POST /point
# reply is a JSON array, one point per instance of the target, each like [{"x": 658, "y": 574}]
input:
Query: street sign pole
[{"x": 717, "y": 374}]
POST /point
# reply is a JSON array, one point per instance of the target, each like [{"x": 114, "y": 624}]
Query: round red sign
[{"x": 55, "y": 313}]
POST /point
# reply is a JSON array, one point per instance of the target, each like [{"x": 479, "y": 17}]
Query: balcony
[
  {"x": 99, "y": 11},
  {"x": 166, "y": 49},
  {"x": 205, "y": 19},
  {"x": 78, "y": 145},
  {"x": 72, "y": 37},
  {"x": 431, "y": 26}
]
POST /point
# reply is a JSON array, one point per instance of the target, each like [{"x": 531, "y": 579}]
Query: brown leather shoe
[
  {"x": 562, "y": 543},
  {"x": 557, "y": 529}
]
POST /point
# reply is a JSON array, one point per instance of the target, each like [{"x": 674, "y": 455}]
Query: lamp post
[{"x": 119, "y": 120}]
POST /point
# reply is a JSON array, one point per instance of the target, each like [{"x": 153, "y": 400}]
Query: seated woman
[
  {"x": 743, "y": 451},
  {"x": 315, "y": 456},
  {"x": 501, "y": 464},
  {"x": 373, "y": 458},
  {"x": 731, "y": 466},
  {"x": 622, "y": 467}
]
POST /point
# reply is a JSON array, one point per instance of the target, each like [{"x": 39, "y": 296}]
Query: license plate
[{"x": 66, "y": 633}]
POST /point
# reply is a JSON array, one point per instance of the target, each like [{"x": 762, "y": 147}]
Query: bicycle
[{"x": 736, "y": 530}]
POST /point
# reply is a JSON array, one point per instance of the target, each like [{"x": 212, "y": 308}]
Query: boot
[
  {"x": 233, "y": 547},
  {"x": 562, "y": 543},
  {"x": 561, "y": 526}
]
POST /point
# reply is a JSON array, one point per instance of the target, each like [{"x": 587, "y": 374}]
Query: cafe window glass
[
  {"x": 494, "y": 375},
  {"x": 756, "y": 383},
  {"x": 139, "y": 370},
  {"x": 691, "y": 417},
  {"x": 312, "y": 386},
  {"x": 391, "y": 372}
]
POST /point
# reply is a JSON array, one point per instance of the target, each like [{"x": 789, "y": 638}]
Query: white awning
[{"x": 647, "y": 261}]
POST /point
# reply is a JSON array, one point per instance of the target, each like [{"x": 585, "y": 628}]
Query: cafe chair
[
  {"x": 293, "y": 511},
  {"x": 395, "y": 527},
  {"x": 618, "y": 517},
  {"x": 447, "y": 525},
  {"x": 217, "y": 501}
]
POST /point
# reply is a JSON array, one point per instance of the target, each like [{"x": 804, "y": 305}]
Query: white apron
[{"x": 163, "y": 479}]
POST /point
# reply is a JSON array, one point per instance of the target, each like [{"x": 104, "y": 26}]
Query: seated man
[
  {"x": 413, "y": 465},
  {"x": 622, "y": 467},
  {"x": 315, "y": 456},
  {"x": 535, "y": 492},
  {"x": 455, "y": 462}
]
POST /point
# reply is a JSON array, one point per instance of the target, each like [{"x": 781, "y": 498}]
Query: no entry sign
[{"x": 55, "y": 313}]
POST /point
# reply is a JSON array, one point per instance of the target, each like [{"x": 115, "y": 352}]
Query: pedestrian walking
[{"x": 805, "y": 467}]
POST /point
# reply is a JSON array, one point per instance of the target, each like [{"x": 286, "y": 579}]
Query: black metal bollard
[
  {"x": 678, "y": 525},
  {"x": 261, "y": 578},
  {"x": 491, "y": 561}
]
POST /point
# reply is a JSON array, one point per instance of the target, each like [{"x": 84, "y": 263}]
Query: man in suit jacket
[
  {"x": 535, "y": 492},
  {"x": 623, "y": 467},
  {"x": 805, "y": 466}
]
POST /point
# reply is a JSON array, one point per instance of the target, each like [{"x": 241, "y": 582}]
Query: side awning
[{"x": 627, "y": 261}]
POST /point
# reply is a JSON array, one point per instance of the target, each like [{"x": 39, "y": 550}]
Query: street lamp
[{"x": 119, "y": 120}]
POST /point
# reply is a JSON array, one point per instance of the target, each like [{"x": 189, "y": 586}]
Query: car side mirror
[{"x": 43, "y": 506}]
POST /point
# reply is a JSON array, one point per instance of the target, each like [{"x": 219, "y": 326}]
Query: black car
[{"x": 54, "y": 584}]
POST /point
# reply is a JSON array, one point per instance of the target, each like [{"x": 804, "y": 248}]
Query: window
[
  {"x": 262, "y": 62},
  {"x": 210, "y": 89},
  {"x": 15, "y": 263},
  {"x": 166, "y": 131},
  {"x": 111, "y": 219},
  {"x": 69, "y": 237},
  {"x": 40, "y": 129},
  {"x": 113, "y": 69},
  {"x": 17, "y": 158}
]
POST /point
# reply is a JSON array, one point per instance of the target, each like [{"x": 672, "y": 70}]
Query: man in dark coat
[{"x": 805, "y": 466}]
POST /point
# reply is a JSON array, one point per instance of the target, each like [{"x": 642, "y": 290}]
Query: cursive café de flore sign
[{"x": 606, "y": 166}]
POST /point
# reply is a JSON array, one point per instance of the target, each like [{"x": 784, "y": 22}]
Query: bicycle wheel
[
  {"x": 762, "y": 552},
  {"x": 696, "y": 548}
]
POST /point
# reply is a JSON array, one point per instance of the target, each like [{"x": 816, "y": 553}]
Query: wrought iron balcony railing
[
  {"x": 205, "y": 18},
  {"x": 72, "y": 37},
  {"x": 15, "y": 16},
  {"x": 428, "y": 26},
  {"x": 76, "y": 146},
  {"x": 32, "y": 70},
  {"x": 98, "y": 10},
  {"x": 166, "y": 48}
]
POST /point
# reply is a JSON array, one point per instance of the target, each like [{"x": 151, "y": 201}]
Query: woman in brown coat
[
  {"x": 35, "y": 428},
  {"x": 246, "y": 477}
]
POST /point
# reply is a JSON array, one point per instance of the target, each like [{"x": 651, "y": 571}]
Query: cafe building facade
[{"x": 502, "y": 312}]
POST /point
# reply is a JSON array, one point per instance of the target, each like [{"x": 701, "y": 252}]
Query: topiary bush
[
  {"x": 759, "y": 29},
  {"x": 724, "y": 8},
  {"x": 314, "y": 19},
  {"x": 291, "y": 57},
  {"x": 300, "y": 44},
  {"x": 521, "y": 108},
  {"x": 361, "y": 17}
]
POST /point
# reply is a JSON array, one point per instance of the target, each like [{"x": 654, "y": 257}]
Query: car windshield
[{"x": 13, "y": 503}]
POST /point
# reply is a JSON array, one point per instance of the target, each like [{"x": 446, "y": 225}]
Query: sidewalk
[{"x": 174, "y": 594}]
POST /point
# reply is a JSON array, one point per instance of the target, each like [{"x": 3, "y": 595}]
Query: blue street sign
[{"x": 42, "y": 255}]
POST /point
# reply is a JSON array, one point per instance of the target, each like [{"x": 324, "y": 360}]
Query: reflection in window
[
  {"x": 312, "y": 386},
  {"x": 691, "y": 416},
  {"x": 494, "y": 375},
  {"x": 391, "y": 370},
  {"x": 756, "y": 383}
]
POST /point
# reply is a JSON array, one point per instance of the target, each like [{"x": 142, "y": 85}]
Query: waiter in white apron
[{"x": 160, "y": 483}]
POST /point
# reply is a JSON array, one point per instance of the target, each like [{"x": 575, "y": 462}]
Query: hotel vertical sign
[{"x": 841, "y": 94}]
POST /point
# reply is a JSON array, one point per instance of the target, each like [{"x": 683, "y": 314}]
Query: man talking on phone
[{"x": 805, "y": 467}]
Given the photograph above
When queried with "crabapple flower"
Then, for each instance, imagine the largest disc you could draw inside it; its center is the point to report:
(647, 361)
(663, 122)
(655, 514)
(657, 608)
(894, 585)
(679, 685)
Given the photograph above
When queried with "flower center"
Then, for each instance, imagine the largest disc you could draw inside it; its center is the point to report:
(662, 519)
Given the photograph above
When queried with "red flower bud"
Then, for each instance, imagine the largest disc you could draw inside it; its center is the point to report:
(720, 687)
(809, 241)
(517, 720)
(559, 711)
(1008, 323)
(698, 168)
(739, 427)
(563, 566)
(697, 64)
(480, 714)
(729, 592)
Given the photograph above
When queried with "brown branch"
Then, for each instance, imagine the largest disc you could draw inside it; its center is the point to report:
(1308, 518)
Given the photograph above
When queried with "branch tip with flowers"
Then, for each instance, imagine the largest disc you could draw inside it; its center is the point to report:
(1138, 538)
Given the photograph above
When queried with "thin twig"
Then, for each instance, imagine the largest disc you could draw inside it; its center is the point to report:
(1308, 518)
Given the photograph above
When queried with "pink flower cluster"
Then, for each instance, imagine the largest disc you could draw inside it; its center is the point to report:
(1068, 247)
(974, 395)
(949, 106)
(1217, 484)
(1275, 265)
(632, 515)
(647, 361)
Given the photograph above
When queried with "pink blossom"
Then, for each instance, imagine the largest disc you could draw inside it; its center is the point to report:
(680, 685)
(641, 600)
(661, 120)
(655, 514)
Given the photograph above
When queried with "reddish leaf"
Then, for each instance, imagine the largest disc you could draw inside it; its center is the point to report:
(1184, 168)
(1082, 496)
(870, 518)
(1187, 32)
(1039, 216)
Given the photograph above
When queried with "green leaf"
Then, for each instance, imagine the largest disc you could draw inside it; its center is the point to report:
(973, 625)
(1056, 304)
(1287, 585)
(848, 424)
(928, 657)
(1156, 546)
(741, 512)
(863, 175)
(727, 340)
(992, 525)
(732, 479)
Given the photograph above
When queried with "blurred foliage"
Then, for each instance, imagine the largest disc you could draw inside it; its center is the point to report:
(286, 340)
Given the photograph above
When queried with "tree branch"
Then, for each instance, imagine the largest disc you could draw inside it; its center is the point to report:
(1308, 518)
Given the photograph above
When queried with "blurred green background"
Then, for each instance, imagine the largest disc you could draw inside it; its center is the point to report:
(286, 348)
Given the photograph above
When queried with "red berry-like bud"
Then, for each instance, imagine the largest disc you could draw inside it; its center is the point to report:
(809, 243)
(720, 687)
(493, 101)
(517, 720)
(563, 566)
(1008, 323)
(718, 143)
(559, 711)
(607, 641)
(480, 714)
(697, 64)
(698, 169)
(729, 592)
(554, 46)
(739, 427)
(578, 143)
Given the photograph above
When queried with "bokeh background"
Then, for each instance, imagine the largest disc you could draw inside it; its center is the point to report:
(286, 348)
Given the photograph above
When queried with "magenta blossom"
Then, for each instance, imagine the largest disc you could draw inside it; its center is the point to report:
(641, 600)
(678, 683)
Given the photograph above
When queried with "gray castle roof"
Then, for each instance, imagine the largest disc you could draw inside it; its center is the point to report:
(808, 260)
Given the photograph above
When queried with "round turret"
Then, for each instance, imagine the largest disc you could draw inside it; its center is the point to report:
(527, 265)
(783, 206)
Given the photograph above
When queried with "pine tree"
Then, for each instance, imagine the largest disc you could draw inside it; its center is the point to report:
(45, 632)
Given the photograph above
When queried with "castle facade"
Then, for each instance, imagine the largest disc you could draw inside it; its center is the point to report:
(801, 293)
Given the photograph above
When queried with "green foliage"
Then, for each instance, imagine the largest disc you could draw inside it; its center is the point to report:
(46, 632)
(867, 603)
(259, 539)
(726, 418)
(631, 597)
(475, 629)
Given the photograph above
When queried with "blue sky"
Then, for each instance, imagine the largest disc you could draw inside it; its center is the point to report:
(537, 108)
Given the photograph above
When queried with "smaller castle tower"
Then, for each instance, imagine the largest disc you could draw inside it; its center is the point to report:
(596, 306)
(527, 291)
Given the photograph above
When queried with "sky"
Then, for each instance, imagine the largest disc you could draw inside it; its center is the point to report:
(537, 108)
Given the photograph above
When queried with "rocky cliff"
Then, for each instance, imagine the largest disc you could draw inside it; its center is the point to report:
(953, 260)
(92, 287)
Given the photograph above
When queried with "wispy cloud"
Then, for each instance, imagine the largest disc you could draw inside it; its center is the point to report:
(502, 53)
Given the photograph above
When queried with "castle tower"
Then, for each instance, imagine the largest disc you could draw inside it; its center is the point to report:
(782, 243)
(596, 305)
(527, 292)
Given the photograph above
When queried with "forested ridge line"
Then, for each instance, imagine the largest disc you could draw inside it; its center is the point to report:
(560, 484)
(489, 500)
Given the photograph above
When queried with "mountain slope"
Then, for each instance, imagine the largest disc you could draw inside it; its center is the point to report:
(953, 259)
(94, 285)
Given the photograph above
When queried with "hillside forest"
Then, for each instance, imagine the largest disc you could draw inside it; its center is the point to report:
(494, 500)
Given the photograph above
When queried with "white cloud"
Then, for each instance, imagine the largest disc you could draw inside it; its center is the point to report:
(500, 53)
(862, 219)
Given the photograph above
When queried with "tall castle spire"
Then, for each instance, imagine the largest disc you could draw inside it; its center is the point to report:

Task directions: Copy out each of the lines above that contains the string "tower", matching case exactly.

Written response:
When queried with "smaller castle tower"
When queried with "castle tower"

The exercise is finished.